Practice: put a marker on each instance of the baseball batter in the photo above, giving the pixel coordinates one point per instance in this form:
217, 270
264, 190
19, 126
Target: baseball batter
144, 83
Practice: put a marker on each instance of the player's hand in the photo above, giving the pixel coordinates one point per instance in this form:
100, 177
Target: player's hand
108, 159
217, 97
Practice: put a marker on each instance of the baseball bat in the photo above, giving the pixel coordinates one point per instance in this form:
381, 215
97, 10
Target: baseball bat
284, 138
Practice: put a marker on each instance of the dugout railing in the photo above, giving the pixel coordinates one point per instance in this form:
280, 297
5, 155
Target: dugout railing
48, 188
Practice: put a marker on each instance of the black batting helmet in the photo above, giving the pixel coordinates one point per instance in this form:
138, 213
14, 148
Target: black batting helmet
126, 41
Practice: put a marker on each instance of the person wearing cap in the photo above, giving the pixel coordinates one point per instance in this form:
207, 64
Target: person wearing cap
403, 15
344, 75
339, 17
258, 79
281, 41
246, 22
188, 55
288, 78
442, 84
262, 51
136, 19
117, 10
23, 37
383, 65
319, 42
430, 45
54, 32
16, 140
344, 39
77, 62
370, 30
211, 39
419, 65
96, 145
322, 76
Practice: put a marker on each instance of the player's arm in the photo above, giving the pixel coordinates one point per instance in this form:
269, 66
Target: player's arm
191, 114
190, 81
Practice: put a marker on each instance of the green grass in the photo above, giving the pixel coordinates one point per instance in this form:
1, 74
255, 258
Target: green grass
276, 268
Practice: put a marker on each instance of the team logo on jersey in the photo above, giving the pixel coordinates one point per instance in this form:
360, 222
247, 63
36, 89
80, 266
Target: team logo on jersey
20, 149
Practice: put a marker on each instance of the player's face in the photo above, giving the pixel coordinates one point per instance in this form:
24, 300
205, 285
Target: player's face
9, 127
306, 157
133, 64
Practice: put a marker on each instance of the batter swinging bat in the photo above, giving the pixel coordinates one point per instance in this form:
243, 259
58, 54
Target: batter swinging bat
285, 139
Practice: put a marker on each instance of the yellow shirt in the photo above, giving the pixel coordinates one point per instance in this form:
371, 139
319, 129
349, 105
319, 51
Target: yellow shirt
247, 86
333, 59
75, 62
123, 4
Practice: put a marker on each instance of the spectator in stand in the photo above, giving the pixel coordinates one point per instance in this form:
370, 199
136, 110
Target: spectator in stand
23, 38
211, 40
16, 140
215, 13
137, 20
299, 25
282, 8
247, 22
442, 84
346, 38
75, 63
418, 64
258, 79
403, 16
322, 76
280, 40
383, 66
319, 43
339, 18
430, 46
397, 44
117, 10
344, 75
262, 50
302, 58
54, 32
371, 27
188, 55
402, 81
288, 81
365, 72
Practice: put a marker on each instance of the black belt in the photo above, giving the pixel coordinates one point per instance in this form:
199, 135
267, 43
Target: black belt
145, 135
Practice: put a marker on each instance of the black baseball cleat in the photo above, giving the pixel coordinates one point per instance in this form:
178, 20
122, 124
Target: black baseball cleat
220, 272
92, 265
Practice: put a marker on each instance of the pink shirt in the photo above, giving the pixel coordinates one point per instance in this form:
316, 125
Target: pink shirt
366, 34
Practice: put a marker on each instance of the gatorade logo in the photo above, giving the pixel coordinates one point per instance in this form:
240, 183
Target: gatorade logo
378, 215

※ ※ ※

● **Prompt**
Arrange the listing above as a Markdown table with two columns, Row and Line. Put a row number in Row and one line of the listing in Line, leaving out any blank lines.

● **Correct output**
| Row | Line |
|---|---|
| 1 | Practice: put a marker on each instance of the baseball batter in the photo above, giving the pixel coordinates one point per instance in this form: |
| 2 | 217, 270 |
| 3 | 264, 190 |
| 4 | 19, 126 |
| 5 | Target: baseball batter |
| 6 | 144, 83 |
| 7 | Practice: put a marker on each instance of the player's hand in the photo above, giving the pixel coordinates one point per instance in this form: |
| 8 | 100, 177 |
| 9 | Target: player's hand |
| 10 | 108, 159 |
| 11 | 217, 97 |
| 12 | Practice: put a marker on each instance of the baseball bat in the photo above, giving the pixel coordinates one point per instance in this form: |
| 13 | 381, 215 |
| 14 | 97, 10 |
| 15 | Target: baseball bat |
| 16 | 284, 138 |
| 17 | Practice: put a marker on each instance of the dugout railing in the photo above, giving the pixel coordinates one point per instance in this form: |
| 18 | 280, 297 |
| 19 | 5, 155 |
| 20 | Target: dugout railing |
| 21 | 48, 188 |
| 22 | Practice: put a marker on each instance of the black batting helmet in the photo above, giving the pixel coordinates one point per instance in this form: |
| 23 | 138, 213 |
| 24 | 14, 148 |
| 25 | Target: black batting helmet |
| 26 | 126, 41 |
| 27 | Practice: put a marker on each instance of the person wearing cap in the photo above, giving the pixel coordinates one point per instance in this form: |
| 28 | 207, 64 |
| 29 | Target: person wearing cap |
| 30 | 403, 15 |
| 31 | 344, 75 |
| 32 | 339, 17 |
| 33 | 258, 79 |
| 34 | 281, 41 |
| 35 | 246, 22 |
| 36 | 188, 55 |
| 37 | 288, 78 |
| 38 | 442, 84 |
| 39 | 262, 51 |
| 40 | 136, 19 |
| 41 | 117, 10 |
| 42 | 23, 37 |
| 43 | 383, 65 |
| 44 | 319, 42 |
| 45 | 430, 45 |
| 46 | 54, 32 |
| 47 | 16, 140 |
| 48 | 344, 39 |
| 49 | 77, 62 |
| 50 | 370, 30 |
| 51 | 211, 39 |
| 52 | 419, 65 |
| 53 | 96, 145 |
| 54 | 322, 76 |
| 55 | Practice: put a marker on each instance of the player's arm in the photo above, giving the pixel coordinates one point per instance in this form: |
| 56 | 269, 66 |
| 57 | Target: player's arm |
| 58 | 191, 114 |
| 59 | 190, 81 |
| 60 | Practice: put a marker on each instance of the green grass in the photo above, giving the pixel coordinates one point per instance in this form: |
| 61 | 1, 74 |
| 62 | 255, 258 |
| 63 | Target: green grass |
| 64 | 276, 268 |
| 65 | Practice: put a marker on each instance of the team logo on jersey in the photo above, giving the pixel coordinates one point per instance in this form: |
| 66 | 360, 222 |
| 67 | 247, 63 |
| 68 | 36, 89 |
| 69 | 80, 266 |
| 70 | Target: team logo on jersey |
| 71 | 20, 149 |
| 72 | Practice: put a marker on each instance of the player's face in the photo above, giving the pixel coordinates one point per instance in this form: |
| 73 | 24, 300 |
| 74 | 205, 285 |
| 75 | Target: player's face |
| 76 | 9, 127 |
| 77 | 306, 157 |
| 78 | 133, 64 |
| 79 | Practice: put a marker on each instance of the batter swinging bat in the photo above, giving the pixel coordinates one point per instance in this form: |
| 80 | 243, 259 |
| 81 | 58, 54 |
| 82 | Target: batter swinging bat |
| 83 | 285, 139 |
| 84 | Practice: put a marker on each instance of the yellow shirt in the photo above, giving the pixel coordinates one point per instance in this form: |
| 85 | 371, 139 |
| 86 | 319, 129 |
| 87 | 349, 105 |
| 88 | 319, 51 |
| 89 | Target: yellow shirt |
| 90 | 247, 86 |
| 91 | 333, 59 |
| 92 | 75, 62 |
| 93 | 123, 4 |
| 94 | Practice: put a marker on each instance of the spectator in stand in the photo above, giving the pixel coordinates one point per instance in this form: |
| 95 | 370, 199 |
| 96 | 136, 110 |
| 97 | Target: spectator in stand |
| 98 | 23, 38 |
| 99 | 211, 40 |
| 100 | 16, 140 |
| 101 | 215, 13 |
| 102 | 137, 20 |
| 103 | 299, 25 |
| 104 | 282, 8 |
| 105 | 247, 22 |
| 106 | 442, 84 |
| 107 | 346, 38 |
| 108 | 75, 63 |
| 109 | 418, 64 |
| 110 | 258, 79 |
| 111 | 403, 16 |
| 112 | 322, 76 |
| 113 | 280, 40 |
| 114 | 383, 66 |
| 115 | 319, 43 |
| 116 | 339, 18 |
| 117 | 430, 46 |
| 118 | 397, 44 |
| 119 | 117, 10 |
| 120 | 344, 75 |
| 121 | 262, 50 |
| 122 | 302, 58 |
| 123 | 54, 32 |
| 124 | 371, 27 |
| 125 | 188, 55 |
| 126 | 402, 81 |
| 127 | 288, 81 |
| 128 | 365, 72 |
| 129 | Practice: put a marker on each instance of the black belt in the photo above, giving the pixel coordinates one point per instance in this form: |
| 130 | 199, 135 |
| 131 | 267, 43 |
| 132 | Target: black belt |
| 133 | 145, 135 |
| 134 | Practice: put a marker on each instance of the black baseball cleat in the photo above, giving the pixel coordinates one point per instance in this form: |
| 135 | 178, 20 |
| 136 | 122, 124 |
| 137 | Target: black baseball cleat |
| 138 | 220, 272 |
| 139 | 92, 265 |
| 140 | Practice: put a marker on each instance of the pink shirt in the photo above, giving the pixel coordinates one point per instance in this form: |
| 141 | 316, 125 |
| 142 | Target: pink shirt |
| 143 | 366, 34 |
| 144 | Practice: put a marker on each instance of the gatorade logo in the photo above, giving the pixel coordinates one point per instance in this form: |
| 145 | 240, 183 |
| 146 | Target: gatorade logo |
| 147 | 378, 215 |